AIM OF THE TASK: In this exercise, every entry is to be copied exactly.

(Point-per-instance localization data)
··········

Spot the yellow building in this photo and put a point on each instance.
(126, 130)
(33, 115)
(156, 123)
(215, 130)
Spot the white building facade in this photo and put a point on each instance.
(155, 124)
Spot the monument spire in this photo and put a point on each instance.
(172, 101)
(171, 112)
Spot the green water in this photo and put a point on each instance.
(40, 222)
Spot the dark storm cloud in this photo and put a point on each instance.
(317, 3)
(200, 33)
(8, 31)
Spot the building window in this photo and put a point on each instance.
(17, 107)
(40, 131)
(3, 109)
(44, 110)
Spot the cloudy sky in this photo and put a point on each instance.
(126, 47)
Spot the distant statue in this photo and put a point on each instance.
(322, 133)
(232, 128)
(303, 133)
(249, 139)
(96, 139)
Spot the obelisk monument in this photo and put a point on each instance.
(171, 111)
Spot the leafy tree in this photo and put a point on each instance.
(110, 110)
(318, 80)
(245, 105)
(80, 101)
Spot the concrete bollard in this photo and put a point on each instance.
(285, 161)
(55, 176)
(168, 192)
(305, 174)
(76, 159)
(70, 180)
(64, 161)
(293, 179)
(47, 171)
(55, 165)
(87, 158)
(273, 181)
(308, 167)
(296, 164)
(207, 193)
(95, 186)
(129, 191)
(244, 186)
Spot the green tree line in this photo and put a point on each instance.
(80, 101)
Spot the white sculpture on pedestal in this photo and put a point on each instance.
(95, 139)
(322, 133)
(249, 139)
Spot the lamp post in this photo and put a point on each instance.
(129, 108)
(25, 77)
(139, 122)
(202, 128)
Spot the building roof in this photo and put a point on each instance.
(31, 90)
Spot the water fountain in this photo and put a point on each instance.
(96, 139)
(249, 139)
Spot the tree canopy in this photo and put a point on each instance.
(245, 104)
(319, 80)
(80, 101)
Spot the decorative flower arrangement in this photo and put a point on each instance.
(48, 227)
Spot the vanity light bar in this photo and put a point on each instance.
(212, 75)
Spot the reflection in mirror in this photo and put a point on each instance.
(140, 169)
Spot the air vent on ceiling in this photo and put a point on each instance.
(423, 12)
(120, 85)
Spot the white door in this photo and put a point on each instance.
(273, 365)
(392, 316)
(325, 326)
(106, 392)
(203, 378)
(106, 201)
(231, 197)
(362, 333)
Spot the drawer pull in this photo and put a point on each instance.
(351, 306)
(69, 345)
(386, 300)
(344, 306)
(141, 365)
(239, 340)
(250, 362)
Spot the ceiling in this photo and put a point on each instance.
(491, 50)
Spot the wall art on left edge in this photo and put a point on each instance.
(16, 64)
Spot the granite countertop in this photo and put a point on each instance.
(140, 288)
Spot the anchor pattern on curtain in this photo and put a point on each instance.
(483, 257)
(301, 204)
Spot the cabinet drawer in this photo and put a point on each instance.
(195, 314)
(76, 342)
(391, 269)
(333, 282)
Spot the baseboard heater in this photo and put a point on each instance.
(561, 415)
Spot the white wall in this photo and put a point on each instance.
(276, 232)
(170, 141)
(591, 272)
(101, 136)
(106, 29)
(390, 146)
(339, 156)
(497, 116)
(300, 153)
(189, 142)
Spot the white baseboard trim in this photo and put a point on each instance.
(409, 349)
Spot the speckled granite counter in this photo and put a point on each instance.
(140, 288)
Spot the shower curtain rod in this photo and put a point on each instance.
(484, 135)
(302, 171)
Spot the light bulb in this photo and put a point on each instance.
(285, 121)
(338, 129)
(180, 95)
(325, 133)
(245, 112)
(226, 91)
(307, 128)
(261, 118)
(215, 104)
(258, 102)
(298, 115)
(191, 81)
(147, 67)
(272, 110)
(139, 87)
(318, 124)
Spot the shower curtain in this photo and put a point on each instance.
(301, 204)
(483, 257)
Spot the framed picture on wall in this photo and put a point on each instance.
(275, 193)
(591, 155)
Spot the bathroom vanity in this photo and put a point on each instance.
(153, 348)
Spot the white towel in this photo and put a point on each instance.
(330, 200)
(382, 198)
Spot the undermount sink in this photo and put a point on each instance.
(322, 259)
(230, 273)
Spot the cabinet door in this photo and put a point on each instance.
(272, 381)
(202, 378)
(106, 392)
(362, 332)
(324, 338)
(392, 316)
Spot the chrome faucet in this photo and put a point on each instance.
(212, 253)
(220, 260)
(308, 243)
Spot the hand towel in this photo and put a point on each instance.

··········

TASK RESPONSE:
Spot the yellow building in this photo and put a point on each instance.
(126, 130)
(33, 115)
(156, 123)
(215, 130)
Spot the white building facade in this photo and put a point on each instance.
(155, 124)
Spot the monument spire in this photo and put a point on each instance.
(172, 101)
(171, 112)
Spot the green water in this photo and put a point on each instance.
(40, 222)
Spot the dark storm cloud in this photo and put a point on each instance.
(317, 3)
(200, 33)
(8, 31)
Spot the building window in this photo and put a point on each instance.
(17, 107)
(40, 131)
(3, 109)
(44, 110)
Spot the cloudy sky in this photo and put a point on each instance.
(126, 47)
Spot the distant statue in this photo and put a point on each instance.
(322, 133)
(232, 128)
(303, 133)
(249, 139)
(96, 139)
Spot the obelisk monument in this photo and put a point on each instance.
(171, 111)
Spot the leafy tree in this photo and put a point on each instance.
(110, 110)
(318, 80)
(245, 105)
(80, 101)
Spot the concrete bollard in this photo and put a point on each instance.
(285, 161)
(55, 176)
(168, 192)
(305, 174)
(76, 159)
(70, 180)
(64, 161)
(293, 179)
(47, 171)
(55, 165)
(87, 158)
(273, 181)
(308, 167)
(296, 164)
(207, 193)
(95, 186)
(129, 191)
(244, 186)
Spot the green tree line in this photo and put a point on each instance.
(80, 101)
Spot the white sculpture on pedestal in this photo and put a point on each instance.
(95, 139)
(322, 133)
(249, 139)
Spot the lamp post in this photo and put a point on each instance.
(129, 108)
(25, 77)
(139, 122)
(202, 128)
Spot the building roof in this photo and put a point on each instance.
(31, 90)
Spot the water fountain in this photo and put a point on each instance.
(96, 139)
(249, 139)
Spot the tree canopy in this photo and put a point on each instance.
(245, 104)
(319, 80)
(80, 101)
Spot the decorative flower arrangement in this photo and put a point on each instance.
(48, 227)
Spot the vanity light bar in this photo and put a point on each instance.
(212, 75)
Spot the reflection in mirror in this photo and put a point on each instance.
(140, 169)
Spot the air vent on ceiling in this photo and put a point on each instance.
(423, 12)
(120, 85)
Spot the white door in this photo and put a point on each instance.
(273, 365)
(392, 316)
(325, 326)
(106, 392)
(203, 378)
(106, 201)
(231, 197)
(362, 333)
Spot the drawer pull in this photo and put a point on each instance.
(351, 306)
(69, 345)
(386, 300)
(344, 306)
(141, 365)
(239, 340)
(250, 362)
Spot the ceiling in this photo and put a point on each instance.
(491, 50)
Spot the wall art on left edge in this photo and put a point on each instance.
(16, 64)
Spot the granite countertop in this photo and put a point on each instance.
(140, 288)
Spot the anchor pattern on curtain in this photo and put a point on each instance.
(483, 257)
(301, 204)
Spot the cabinet drawer in this photo and put a point on each instance.
(195, 314)
(76, 342)
(391, 269)
(333, 282)
Spot the baseboard heater in this photo and put a point on each instance.
(561, 415)
Spot the white wall in this photo and put a point on each instance.
(276, 232)
(170, 141)
(591, 272)
(101, 136)
(106, 29)
(390, 146)
(339, 156)
(497, 116)
(300, 153)
(189, 142)
Spot the white baseboard trim in this photo and put a point on each instance.
(409, 349)
Spot the speckled granite counter in this photo and put a point on each instance.
(140, 288)
Spot the shower curtain rod in this photo and put a point on each instance.
(484, 135)
(302, 171)
Spot the light bulb in this photo and put a point on each instance.
(285, 121)
(338, 129)
(180, 95)
(325, 133)
(245, 112)
(226, 91)
(307, 128)
(261, 118)
(215, 104)
(258, 102)
(298, 115)
(191, 81)
(147, 67)
(272, 110)
(139, 87)
(318, 124)
Spot the shower curtain in this photo and put a point on each instance.
(301, 204)
(483, 257)
Spot the framed picture on wall in this photo and put a point on each instance.
(275, 193)
(591, 155)
Spot the bathroom vanity in this photo and put a point on each instance.
(153, 348)
Spot the white towel in this photo and put a point on each instance.
(330, 200)
(382, 198)
Spot the undermount sink in this photo and put a point on each instance.
(322, 259)
(230, 273)
Spot the cabinet door in this photo and put a point on each instance.
(272, 381)
(202, 378)
(106, 392)
(362, 332)
(324, 338)
(392, 316)
Spot the chrome faucet in this photo and put a point on each instance.
(212, 253)
(220, 260)
(308, 243)
Spot the hand towel in this photo and put a point on each instance.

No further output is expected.